____ TEXT TO READ

Wednesday, March 20, 2013

ice cream's on me

they are prepping the kids for some big, state test this week at school.  this means that we are all being prepped.  not only am i being prepped on what kind of breakfast they need that morning, and what kind of brain sharpening snacks they need to bring on testing days, and how much sleep they need to get, and what kinds of clothing are most comfortable...but i've also become a writing tutor.

the packet comes home in the back pack...half done...and i am to sign it, assuring them that i have watched him or helped him finish it and that it is...indeed...up to snuff.

in this case...there was a lot of helping.

we went over the instructions.  i made certain that he understood the assignment.  and then i reminded him that "he didn't have to be scared of writing...and that all writing was...was telling a story on paper."  however, all the talk about paragraph indention, correct tense, and spelling counting and correct grammar usage had the boy in a word induced stupor.

when i thought that he was ready...i left him to work.  he wrote a short essay on the given subject "a goal for your life."


a 10 year old boy writing an essay about a life goal.

his biggest goal tonight was getting desert after dinner.


he decided to write about becoming a famous piano player.

(i say...go for it, kid.)

when he was done, he brought it to me and said, "how's this?  did i do good?"

as i read it, he resumed play elsewhere in the house...that "lofty famous piano player goal" the farthest thing from his mind.

after i read it...i put my head in my hands.

i may be a writer...but i'm not a teacher.  i don't have the first clue how to teach a fourth grader how to write an essay.  we went back to the drawing board and i did the only thing i knew to do.  i flipped the paper over and told him to tell me the story while i wrote what he said.  i explained where he naturally started a new paragraph in his story...and showed him how to do that on the paper.  i told him how to conclude an essay with a sentence that wraps it all together.

he didn't look so dejected after we did it that way. was no secret that i wouldn't be there when test day came.

________

■ **REQUIRED TASKS**
1. Can you shorten the paragraph of the post about state-test prep that begins "i may be a writer" into a short bulleted list that keeps its main facts?
2. Could you carry the post about state-test prep forward from its last sentence?

____ DATA EXCERPT

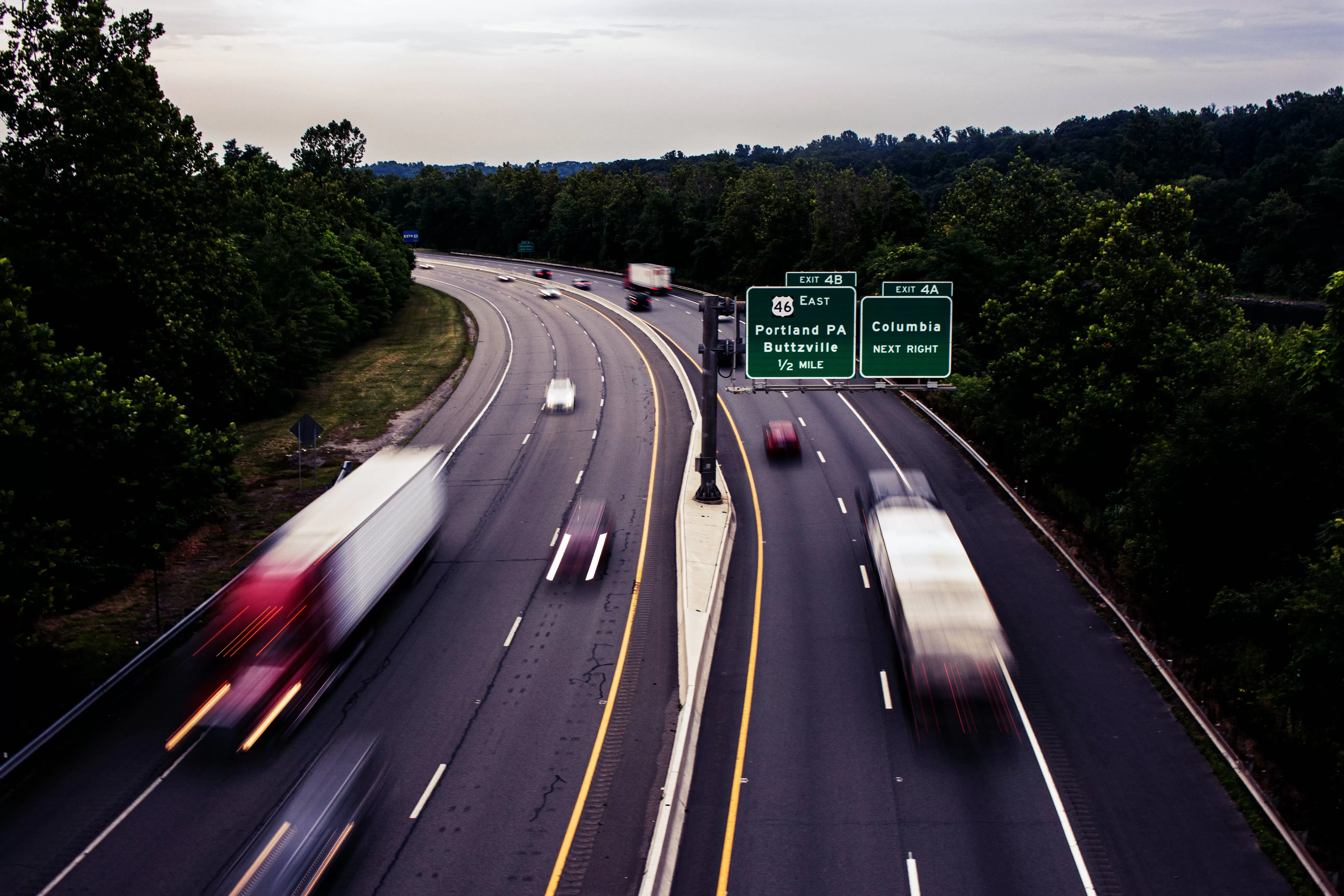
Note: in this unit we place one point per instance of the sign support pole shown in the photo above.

________

■ **OUTPUTS IN ORDER**
1.
- The narrator is a writer, not a teacher, and has no idea how to teach a fourth grader to write an essay.
- They started over: the narrator flipped the paper and wrote down the story as the boy told it.
- The narrator pointed out where he naturally began a new paragraph and showed him how to mark that on paper.
- The narrator explained how to end an essay with a sentence that ties everything together.

2.
there's a lot of pressure put on these kids with this test.  and i don't think it's fair.  fair may not be the right word here. i mean...there is that whole, starving children thing, that when speaking of what's fair and not fair always enters my mind.  but you know what i mean.

and to the educational system that say they don't make the test seem like a big deal to the kids...

here's a tip...

when you order t-shirts for the whole school faculty to wear on the test days...

it's kinda sending the message that it's a big deal.

my kid's not stupid.

and he doesn't need that kind of pressure.

let him eat his lucky charms.  and wear whatever he puts if it's any other morning.  and go to bed the night before like it's any other night...thinking of the frog he caught in the backyard that evening and the pop sickle stain on his pajamas. and whether or not he will get that new coon hat that he's been wanting. and let him come to school...where you can pass out that test like it's any other test.  teach him the stuff that is gonna be on that test.  send it home and we will work on it we did tonight.  but don't make it something it's not.

don't make it what makes him deemed SMART, or SUCCESSFUL, or WORTHY.

and for the love of GOD...don't broadcast all the kids who get COMMENDED PERFORMANCES in the class in front of everyone while the kids who didn't sit there...looking down...fighting off the embarrassment like you did a few years back. not cool. all.

please...don't send him the message, at 10 years old, that if he does poorly on this test...

...he's not GOOD ENOUGH.

my standardized test scores told me that ALL MY LIFE.

it has taken me a master's degree, becoming a writer, a rocking IQ test score, and a good 20 years to realize that those test scores didn't determine my intelligence worth.  and a lot of times...that all get's confused with your entire worth as a person.

and i'll be damned if i'm gonna let it happen to them too.

so...i guess what i'm saying is...if you're wanting this household to get all frazzled and act like this test is the end all be all to his school career and worth as a human being...


when that test day rolls around, i'm telling my kid the same thing i tell him every other day...

"you go rock today being the best YOU you can be.  be kind.  be honest.  love God and love people...but worry more about what God thinks about you than those people.  and no matter what...i couldn't love you any more or any less."

and if he does all of that stuff...but fails that big test...

ice cream's on me.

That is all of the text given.